Required action: Make an exact copy of the records, with the pictures left out.

------------

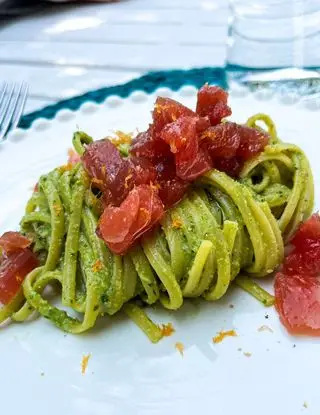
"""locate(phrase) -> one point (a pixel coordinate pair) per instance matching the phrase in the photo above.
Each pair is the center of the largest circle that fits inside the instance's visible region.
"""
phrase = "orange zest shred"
(57, 208)
(223, 334)
(127, 180)
(121, 138)
(19, 278)
(180, 347)
(177, 223)
(84, 363)
(66, 167)
(97, 266)
(96, 181)
(167, 329)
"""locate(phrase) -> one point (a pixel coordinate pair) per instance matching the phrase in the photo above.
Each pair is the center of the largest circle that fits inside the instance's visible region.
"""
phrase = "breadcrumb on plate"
(180, 347)
(223, 334)
(265, 328)
(84, 363)
(167, 329)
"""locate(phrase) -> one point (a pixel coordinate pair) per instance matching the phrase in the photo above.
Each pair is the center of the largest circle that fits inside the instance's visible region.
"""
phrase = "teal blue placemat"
(147, 83)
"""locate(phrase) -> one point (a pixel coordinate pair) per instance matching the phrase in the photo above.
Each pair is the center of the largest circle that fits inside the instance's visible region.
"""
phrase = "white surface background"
(74, 49)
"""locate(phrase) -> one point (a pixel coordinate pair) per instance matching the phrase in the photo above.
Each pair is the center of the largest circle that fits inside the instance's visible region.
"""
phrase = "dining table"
(67, 49)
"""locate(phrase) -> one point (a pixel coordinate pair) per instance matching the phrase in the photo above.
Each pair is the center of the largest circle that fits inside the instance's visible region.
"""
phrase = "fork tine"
(5, 102)
(20, 106)
(14, 98)
(3, 92)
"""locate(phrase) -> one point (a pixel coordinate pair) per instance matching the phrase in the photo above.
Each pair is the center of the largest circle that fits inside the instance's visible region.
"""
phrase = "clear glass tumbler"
(274, 33)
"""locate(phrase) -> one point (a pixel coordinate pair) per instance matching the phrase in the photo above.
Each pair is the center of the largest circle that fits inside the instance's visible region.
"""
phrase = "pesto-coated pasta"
(222, 230)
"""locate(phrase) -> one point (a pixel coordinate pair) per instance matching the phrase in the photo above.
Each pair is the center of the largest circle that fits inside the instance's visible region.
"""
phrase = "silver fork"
(13, 97)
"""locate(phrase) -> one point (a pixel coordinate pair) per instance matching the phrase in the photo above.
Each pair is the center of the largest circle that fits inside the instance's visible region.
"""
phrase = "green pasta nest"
(222, 228)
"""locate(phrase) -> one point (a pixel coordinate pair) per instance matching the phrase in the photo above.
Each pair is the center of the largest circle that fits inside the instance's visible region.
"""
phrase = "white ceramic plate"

------------

Task answer:
"""locate(phrase) -> one point (a pixel coordinate pair) per instance matching the phrase in the photo above.
Each pair is the center of the largest circle that fits inside the instance's visible region.
"""
phrase = "orange zest shred"
(57, 208)
(223, 334)
(127, 180)
(121, 138)
(19, 278)
(180, 347)
(177, 223)
(84, 363)
(66, 167)
(97, 266)
(96, 181)
(167, 329)
"""locate(phrase) -> one point (a pixel coordinate pair) per instance matching the phrase in the photo above.
Each pair is the center of the largest circle that fits inside the instance's visible region.
"""
phrase = "breadcrumb on plate"
(180, 347)
(223, 334)
(265, 328)
(84, 363)
(167, 329)
"""locate(phrase) -> one point (a pixel coordinate pair) per instance matching the phrase in the photo above.
Each pair is the center of the largest circle that fits inside the instance's visible region.
"""
phrase = "teal blue placemat"
(147, 83)
"""locate(phrase) -> one point (a pixel coordinate pair) per instance matching the phrase in the photo above.
Each pair is the center of the largest circle that fits inside the instance's visible region.
"""
phrase = "white surface background"
(74, 49)
"""locate(phrase) -> one point (a pixel coordinate pair) per instance matching the phrase in the photo above.
Each pair is the center of the largest circle that fits inside the instance's visible region.
"""
phrase = "dining table"
(67, 49)
"""locate(phrase) -> one point (a pixel coordinate pair) per instance matching the phrase in the photo above.
Each pair is the center of the largest circle that fits inside the instance's visible region.
"""
phrase = "fork tine"
(5, 102)
(20, 106)
(14, 98)
(3, 92)
"""locate(phrase) -> one point (a pixel coordinate pair) per instance matching the phrase in the photo above.
Each pair is the center of the largest circle that fits inside the instance's visible region.
"""
phrase = "clear glass tumbler"
(274, 33)
"""locate(phrase) -> one point (a pixel coordinate pair) per instance matching the phrase in the photo above.
Each pair is the center of the largest circle that fits inside the instance's visible region.
"""
phrase = "pesto-coated pasta"
(222, 230)
"""locate(phrase) -> one point (a pixel coordinate pair) per instance matching the phrase in the photo above.
Each pair is the center of the largest circle that fits inside the instance's visible region.
"""
phrase = "silver fork"
(13, 97)
"""locate(phrase) -> one point (a pixel coordinate pair) per instance matching the phrase in the photo above.
Each pair is the center of the largest circle that fits inside the instance's visible region.
"""
phrase = "green pasta nest"
(222, 228)
"""locate(phrase) -> one point (a pixel coordinate pair) per instance matching the phrase in the photo above.
Each pair is the center of the largest circle that fits inside the instance's visible region.
"""
phrase = "white ceramic plate"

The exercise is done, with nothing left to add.